- **DOCUMENT TEXT**:
==============================

How to Transition Through Change: Navigate 3 Stages


When Faced With Change, Focus On the Transition

We’ve all heard the famous quote: “Change is the only constant in life.” And we know that to be resilient, both personally and professionally, we have to face change head on and get to the other side.

Effective leaders understand that success requires more than just coping with change — and that the goal is not to “get by.” These leaders accept that change is happening; they hone strategies for dealing with the unknown; and they shift their behavior to accommodate new situations and challenges.

What’s the Difference Between Change & Transition?

To manage change, first understand that there is a difference between change and transition.

  • Change is defined as the situations and occurrences that impact organizations and individuals. Change creates the need to move from the way things used to be to the way they are now, such as a new boss, a move to another location, or a shift in policy. Learn our 5 Tips for Adapting to Change.

  • Transition is the internal psychological process of adapting to a new situation. Transition can happen quickly or slowly. It is the process of moving successfully from the old to the new. Here are our tips for navigating the 3 stages of transition.

Tips for Navigating the 3 Stages of Transition

Transition involves 3 stages: an ending, a neutral zone, and a new beginning, according to William Bridges, a leader in the field of change management.

Stage 1 of Transition: Accept the Ending

Let go of the past; honor and grieve the ending, but accept it. To fully experience change as an ending, try these 3 strategies:

  • Admit to yourself and others that the change has occurred. Leading change by example requires honesty and authenticity.

  • Actively seek information from all relevant sources. Learn more about the nature of the change without first judging it.

==============================

- **ACTIVITIES**:
1. Translate this sentence from the article on navigating change and transition into Spanish: "Leading change by example requires honesty and authenticity."
2. Pick up the article on navigating change and transition after its final sentence and continue it in the same formal voice.
The material placed after the text is not needed.

==============================

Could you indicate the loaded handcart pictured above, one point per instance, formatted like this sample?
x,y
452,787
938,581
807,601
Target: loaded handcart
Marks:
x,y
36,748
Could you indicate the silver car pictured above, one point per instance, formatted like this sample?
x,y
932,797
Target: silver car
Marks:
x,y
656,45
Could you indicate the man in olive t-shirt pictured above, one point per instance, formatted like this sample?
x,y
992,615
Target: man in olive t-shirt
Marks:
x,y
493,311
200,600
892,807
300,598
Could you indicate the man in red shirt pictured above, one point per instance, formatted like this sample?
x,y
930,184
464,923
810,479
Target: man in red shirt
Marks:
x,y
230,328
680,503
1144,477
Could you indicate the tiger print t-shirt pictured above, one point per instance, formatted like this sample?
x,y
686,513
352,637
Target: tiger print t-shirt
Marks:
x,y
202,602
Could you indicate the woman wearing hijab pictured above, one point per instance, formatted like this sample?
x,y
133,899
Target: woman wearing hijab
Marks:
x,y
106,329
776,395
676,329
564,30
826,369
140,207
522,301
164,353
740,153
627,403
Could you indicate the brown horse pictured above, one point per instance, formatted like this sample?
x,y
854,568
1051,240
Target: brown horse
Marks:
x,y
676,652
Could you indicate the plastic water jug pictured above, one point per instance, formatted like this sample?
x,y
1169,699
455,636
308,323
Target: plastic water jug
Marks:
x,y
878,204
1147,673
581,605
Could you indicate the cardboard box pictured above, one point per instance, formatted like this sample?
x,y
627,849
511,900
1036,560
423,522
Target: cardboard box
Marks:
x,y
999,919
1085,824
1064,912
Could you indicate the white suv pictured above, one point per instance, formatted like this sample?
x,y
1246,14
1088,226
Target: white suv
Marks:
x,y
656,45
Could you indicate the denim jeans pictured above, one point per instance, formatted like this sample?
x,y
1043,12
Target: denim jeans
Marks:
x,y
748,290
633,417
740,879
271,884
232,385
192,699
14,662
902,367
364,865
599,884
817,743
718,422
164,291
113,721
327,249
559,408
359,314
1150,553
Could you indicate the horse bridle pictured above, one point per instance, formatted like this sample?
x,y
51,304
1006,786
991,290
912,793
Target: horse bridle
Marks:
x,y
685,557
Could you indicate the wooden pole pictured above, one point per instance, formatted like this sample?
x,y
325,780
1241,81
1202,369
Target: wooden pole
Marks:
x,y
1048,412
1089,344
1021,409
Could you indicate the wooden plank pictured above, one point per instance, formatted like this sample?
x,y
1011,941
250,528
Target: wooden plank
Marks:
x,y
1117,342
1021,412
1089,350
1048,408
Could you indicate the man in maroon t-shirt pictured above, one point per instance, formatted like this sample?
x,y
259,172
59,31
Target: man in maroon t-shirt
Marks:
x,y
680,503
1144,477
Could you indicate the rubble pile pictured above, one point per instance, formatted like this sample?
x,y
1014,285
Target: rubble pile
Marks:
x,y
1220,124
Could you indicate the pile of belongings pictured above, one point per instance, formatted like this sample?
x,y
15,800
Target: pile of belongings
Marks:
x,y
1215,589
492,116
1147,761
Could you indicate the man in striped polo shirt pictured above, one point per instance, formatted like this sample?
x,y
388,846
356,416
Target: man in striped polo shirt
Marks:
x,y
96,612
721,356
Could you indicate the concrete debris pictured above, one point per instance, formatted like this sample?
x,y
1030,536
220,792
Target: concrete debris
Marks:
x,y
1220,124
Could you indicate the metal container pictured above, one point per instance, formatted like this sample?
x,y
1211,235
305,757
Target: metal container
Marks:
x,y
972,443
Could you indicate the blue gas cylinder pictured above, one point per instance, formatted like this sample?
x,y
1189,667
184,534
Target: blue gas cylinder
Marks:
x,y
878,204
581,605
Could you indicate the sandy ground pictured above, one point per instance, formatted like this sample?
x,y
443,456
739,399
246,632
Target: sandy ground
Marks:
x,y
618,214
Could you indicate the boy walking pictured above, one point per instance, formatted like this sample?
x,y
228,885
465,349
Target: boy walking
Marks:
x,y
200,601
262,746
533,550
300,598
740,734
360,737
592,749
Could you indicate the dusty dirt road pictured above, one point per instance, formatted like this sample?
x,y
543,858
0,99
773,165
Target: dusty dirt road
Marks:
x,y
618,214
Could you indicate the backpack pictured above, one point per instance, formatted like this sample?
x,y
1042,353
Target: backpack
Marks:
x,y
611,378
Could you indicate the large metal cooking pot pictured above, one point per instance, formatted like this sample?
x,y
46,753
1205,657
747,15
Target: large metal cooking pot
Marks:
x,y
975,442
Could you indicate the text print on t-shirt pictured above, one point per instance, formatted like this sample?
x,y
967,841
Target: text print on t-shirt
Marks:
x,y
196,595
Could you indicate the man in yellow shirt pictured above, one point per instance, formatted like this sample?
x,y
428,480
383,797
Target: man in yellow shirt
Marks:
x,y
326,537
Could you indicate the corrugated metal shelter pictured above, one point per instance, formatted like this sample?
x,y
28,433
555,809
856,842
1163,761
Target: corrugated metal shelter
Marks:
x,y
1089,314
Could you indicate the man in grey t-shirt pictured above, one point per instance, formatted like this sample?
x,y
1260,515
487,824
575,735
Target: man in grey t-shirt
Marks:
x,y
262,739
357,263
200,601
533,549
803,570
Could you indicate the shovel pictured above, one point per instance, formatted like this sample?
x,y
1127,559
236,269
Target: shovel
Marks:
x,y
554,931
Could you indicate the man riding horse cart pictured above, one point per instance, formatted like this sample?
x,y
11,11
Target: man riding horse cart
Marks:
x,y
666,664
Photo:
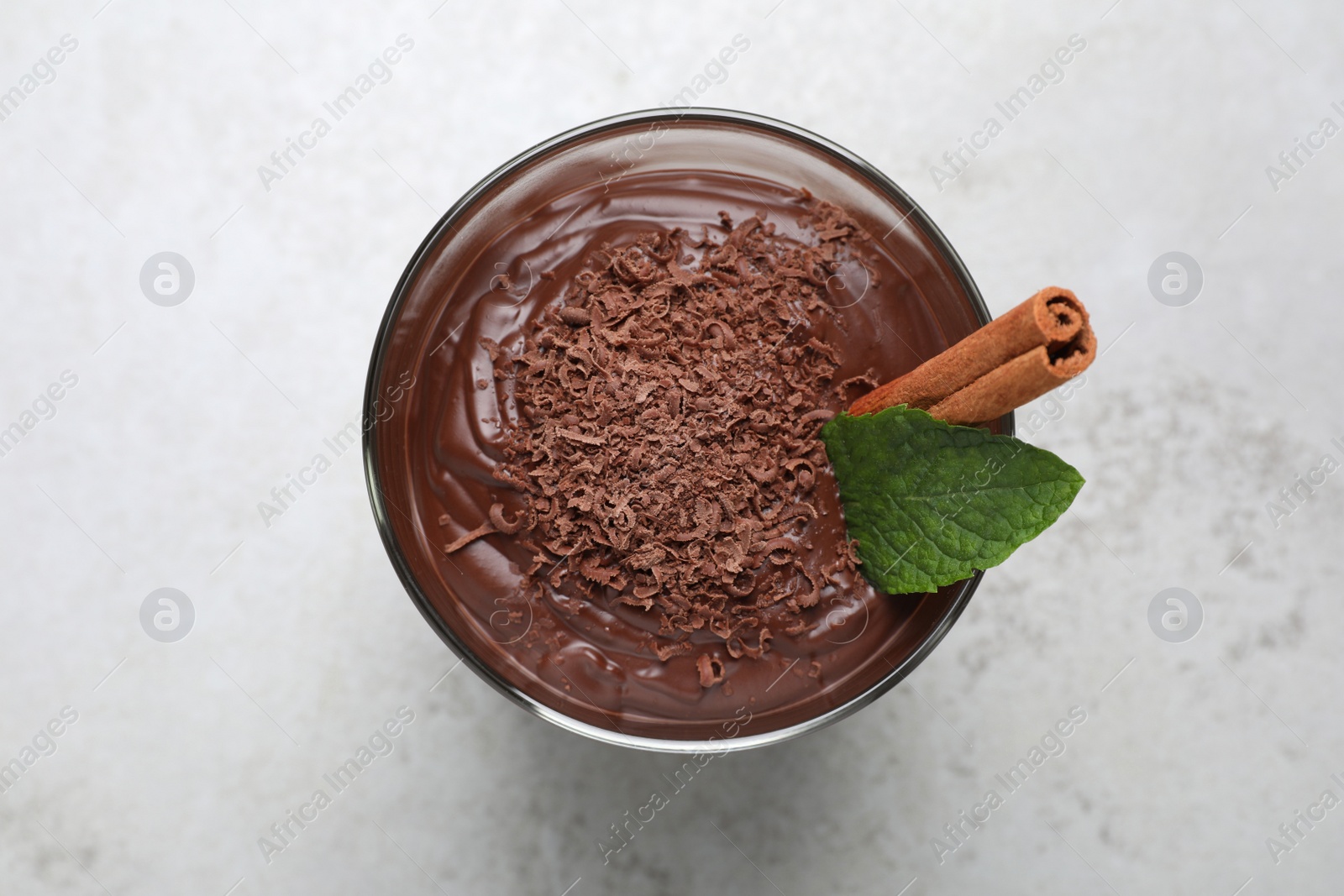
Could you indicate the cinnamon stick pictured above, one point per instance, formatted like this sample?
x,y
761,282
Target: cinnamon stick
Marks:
x,y
1034,348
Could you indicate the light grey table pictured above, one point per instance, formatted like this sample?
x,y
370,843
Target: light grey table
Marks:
x,y
175,422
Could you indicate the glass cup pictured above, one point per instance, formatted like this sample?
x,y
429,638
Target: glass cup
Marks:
x,y
418,324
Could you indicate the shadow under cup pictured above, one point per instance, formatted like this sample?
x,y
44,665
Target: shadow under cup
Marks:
x,y
425,327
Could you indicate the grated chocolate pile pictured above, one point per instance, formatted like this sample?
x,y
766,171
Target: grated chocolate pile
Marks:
x,y
667,443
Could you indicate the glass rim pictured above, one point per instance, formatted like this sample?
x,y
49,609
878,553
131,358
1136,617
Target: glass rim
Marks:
x,y
393,546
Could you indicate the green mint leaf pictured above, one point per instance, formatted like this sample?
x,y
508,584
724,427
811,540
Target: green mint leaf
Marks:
x,y
931,503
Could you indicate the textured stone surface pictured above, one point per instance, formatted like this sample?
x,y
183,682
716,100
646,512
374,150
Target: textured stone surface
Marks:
x,y
183,418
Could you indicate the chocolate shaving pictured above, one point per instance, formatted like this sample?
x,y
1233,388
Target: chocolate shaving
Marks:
x,y
667,430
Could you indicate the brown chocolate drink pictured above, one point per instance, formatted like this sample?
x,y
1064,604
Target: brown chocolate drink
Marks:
x,y
571,641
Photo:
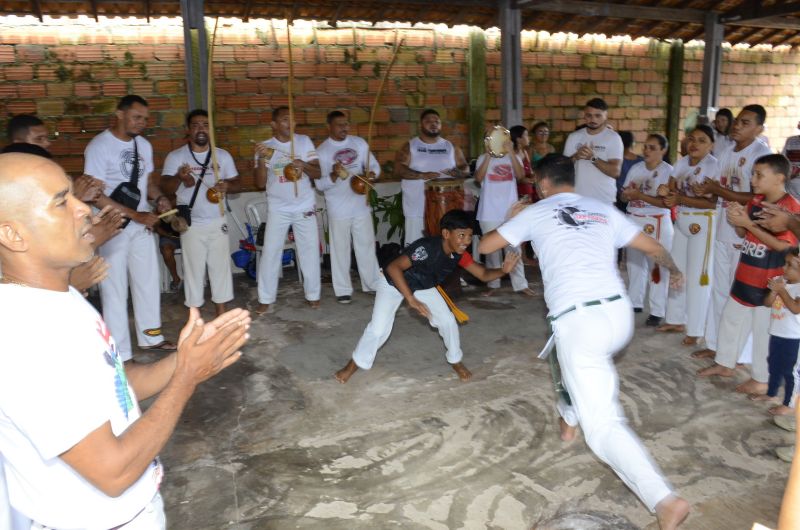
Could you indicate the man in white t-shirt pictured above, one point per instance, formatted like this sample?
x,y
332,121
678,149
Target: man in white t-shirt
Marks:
x,y
205,245
342,157
597,153
576,240
123,159
285,166
428,156
77,451
736,170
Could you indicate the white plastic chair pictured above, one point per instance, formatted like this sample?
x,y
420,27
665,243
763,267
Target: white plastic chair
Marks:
x,y
255,211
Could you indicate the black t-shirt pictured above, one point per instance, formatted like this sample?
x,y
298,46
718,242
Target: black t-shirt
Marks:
x,y
430,265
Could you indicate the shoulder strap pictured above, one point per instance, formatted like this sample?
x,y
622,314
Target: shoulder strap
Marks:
x,y
200,179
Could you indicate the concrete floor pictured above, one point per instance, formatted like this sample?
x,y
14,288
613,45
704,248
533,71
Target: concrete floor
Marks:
x,y
275,443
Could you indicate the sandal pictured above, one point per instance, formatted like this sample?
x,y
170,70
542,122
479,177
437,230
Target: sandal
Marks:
x,y
163,346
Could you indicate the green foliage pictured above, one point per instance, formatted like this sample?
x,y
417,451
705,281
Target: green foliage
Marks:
x,y
388,210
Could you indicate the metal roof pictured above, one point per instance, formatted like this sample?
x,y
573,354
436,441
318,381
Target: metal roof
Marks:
x,y
753,22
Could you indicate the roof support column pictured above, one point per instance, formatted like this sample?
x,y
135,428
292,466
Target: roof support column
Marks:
x,y
195,44
712,61
511,62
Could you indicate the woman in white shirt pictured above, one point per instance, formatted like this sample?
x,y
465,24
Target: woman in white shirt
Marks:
x,y
498,179
696,225
647,209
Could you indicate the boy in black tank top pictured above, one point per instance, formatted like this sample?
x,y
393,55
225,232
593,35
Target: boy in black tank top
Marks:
x,y
413,276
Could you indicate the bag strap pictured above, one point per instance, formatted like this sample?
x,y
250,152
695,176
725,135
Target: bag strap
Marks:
x,y
204,165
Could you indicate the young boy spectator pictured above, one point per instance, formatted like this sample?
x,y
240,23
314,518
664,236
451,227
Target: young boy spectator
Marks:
x,y
761,259
784,334
413,276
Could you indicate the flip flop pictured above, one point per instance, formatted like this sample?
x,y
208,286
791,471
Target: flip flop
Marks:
x,y
163,346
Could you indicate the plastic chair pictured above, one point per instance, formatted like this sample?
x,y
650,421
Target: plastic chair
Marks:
x,y
256,210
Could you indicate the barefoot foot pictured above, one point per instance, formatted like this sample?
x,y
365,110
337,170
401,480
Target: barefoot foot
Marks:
x,y
461,370
568,432
762,397
344,374
671,512
717,369
781,410
752,387
704,354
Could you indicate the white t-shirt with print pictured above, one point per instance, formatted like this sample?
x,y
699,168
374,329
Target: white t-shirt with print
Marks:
x,y
498,189
61,378
576,240
736,171
647,181
341,201
203,211
686,174
589,180
111,160
784,323
438,156
280,190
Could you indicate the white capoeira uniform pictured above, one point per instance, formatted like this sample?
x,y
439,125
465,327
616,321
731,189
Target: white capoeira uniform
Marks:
x,y
285,210
576,239
655,222
736,169
132,254
349,215
437,156
498,193
693,249
205,245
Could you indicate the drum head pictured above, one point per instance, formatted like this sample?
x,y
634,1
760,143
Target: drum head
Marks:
x,y
494,142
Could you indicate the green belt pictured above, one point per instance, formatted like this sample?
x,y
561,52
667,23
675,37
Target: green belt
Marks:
x,y
599,301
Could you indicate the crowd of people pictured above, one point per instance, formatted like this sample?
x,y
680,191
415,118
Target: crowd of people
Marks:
x,y
710,251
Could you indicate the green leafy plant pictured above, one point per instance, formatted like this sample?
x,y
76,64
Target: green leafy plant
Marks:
x,y
388,210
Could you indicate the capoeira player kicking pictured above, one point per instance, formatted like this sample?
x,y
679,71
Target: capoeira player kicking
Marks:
x,y
413,276
576,239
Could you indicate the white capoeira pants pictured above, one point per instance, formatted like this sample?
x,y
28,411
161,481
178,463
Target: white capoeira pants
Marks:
x,y
640,266
726,258
133,262
415,228
495,261
206,247
387,301
306,240
586,341
693,253
362,232
739,325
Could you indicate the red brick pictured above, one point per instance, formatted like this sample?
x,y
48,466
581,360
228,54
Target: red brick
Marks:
x,y
18,73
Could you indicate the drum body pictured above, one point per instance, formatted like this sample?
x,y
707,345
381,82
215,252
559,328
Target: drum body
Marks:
x,y
441,196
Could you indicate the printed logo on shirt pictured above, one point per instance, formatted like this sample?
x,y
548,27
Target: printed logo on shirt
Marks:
x,y
345,156
112,358
501,173
751,248
573,217
126,158
419,254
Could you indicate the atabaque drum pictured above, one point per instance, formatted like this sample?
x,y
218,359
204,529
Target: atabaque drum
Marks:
x,y
441,196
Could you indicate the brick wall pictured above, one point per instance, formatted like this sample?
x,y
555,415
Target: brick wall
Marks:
x,y
71,72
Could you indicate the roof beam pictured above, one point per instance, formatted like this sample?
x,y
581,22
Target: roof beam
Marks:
x,y
754,11
603,9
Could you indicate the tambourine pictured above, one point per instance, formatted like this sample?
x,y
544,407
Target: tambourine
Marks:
x,y
291,173
360,184
213,196
495,142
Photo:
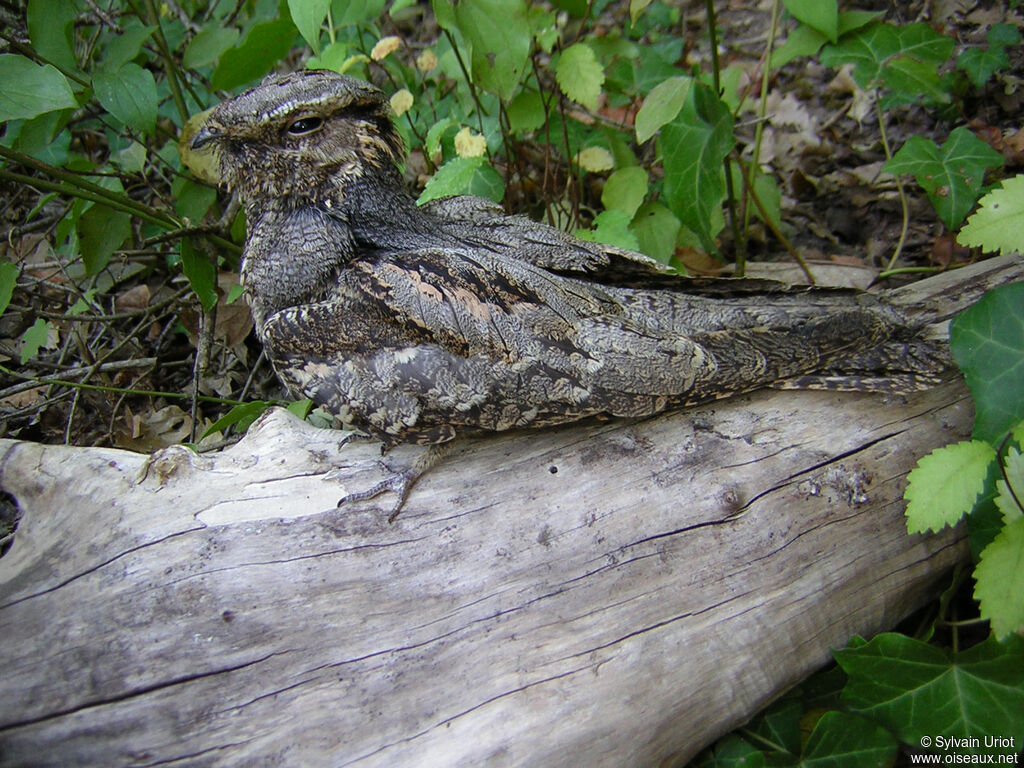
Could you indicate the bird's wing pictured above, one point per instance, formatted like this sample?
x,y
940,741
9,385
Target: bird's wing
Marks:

==============================

- **RESPONSES IN ORDER**:
1. Liderar el cambio con el ejemplo requiere honestidad y autenticidad.

2.
  • Take note of what has been lost and what has been gained. Take the view that different is not right or wrong. It is just different.

Stage 2 of Transition: Live in the Neutral Zone

This may be the most uncomfortable transition stage. This is the time of confusion, of living with a clear ending but having no clear beginning. It is also the time for clarity to develop and point you to a new beginning. Try these 4 strategies as you navigate the neutral zone:

  • Realize that uncertainty is an integral stage between an ending and a new beginning. Don’t expect to know everything or to be perfect.

  • Set short-term goals to move through uncertainty. As you advance toward a new beginning, take stock of what you need to accomplish those goals and identify opportunities that will help you move forward.

  • Look backward to the ending and acknowledge what you had. Look forward to the beginning and the possibilities it could create.

  • Connect to your values. When you feel uncertain and confused, your personal values will provide direction.

Stage 3 of Transition: Reach Your New Beginning

Utilize the clarity that developed in the neutral zone and accept the challenge of working in a changed environment. Think of this phase as a fresh start. Try these 3 strategies as you settle into your new beginning:

  • Jump right in to meet new people. As you learn the ropes, give all relevant parties a place in the new beginning.

  • Create strategies for tackling new problems. When you meet new challenges, re-emphasize the reason for the change and recognize that reason as why you are beginning anew.

  • Find ways to mark your success. Acknowledge small wins.

People experience organizational change in many different ways, and the process of transition will vary. As a leader, you must deal with your own personal uncertainty and resistance to change. Recognize that your process of going through endings, neutral zones, and new beginnings will affect your work and the people around you. You can learn to become a more successful change leader.

With greater awareness of the human side of transition, you and your organization will be be able to move through change with grace.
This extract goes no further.